===== Data provided
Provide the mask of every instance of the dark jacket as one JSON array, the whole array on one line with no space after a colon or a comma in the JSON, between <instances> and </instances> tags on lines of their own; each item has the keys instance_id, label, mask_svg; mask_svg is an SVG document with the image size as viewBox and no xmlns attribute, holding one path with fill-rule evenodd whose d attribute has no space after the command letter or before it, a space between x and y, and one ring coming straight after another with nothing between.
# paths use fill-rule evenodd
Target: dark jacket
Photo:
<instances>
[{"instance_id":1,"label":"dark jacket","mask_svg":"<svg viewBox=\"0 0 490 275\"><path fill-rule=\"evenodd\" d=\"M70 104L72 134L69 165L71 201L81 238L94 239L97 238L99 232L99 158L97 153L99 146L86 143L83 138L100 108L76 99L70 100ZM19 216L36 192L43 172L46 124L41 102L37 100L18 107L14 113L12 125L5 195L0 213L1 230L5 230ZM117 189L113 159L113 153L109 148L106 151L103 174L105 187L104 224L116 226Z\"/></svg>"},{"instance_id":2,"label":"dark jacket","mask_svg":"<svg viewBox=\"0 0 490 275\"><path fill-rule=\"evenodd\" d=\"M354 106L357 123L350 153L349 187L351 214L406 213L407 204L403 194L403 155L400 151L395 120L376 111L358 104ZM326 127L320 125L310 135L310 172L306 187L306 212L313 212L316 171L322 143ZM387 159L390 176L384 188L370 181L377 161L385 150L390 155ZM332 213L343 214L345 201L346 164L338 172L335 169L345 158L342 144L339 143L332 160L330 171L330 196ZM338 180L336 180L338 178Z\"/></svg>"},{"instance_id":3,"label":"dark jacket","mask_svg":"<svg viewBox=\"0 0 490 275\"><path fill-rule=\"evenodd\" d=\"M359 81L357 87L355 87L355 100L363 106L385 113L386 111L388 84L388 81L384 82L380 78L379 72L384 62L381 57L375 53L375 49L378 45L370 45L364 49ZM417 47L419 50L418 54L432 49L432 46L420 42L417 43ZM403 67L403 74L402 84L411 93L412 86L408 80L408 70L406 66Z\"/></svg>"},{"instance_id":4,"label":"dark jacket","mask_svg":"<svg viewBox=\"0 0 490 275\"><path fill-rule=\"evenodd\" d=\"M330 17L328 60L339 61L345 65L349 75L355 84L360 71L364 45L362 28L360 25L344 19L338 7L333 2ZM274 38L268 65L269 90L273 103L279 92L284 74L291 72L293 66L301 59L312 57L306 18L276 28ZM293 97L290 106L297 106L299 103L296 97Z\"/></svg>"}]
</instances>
==========
Work to complete
Please retype the material from its first line through the line containing "# paths use fill-rule evenodd", with both of those lines included.

Result for this exercise
Provide the mask of every instance of the dark jacket as one JSON array, the whole array on one line with no space after a colon or a comma in the JSON, between <instances> and </instances> tags on lines of their own; each item has the keys instance_id, label, mask_svg; mask_svg is an SVG document with the image size as viewBox and no xmlns attribute, holding one path with fill-rule evenodd whose d attribute has no space after the command letter or before it, a space between x and y, and one ring coming straight after another with nothing between.
# paths use fill-rule evenodd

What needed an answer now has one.